## GIVEN TASK
Return every one of the following records line for line, unchanged.

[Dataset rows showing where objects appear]
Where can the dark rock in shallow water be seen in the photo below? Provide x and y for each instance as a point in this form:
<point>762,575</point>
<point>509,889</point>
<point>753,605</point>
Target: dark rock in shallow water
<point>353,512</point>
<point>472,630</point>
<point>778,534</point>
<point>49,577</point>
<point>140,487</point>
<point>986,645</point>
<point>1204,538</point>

## WRITTEN SOLUTION
Where can the dark rock in shallow water be seen in the photo below? Provide x and y for each instance as a point in this form:
<point>762,575</point>
<point>509,889</point>
<point>753,605</point>
Target: dark rock in shallow water
<point>353,512</point>
<point>472,630</point>
<point>778,534</point>
<point>49,577</point>
<point>140,487</point>
<point>986,645</point>
<point>1204,538</point>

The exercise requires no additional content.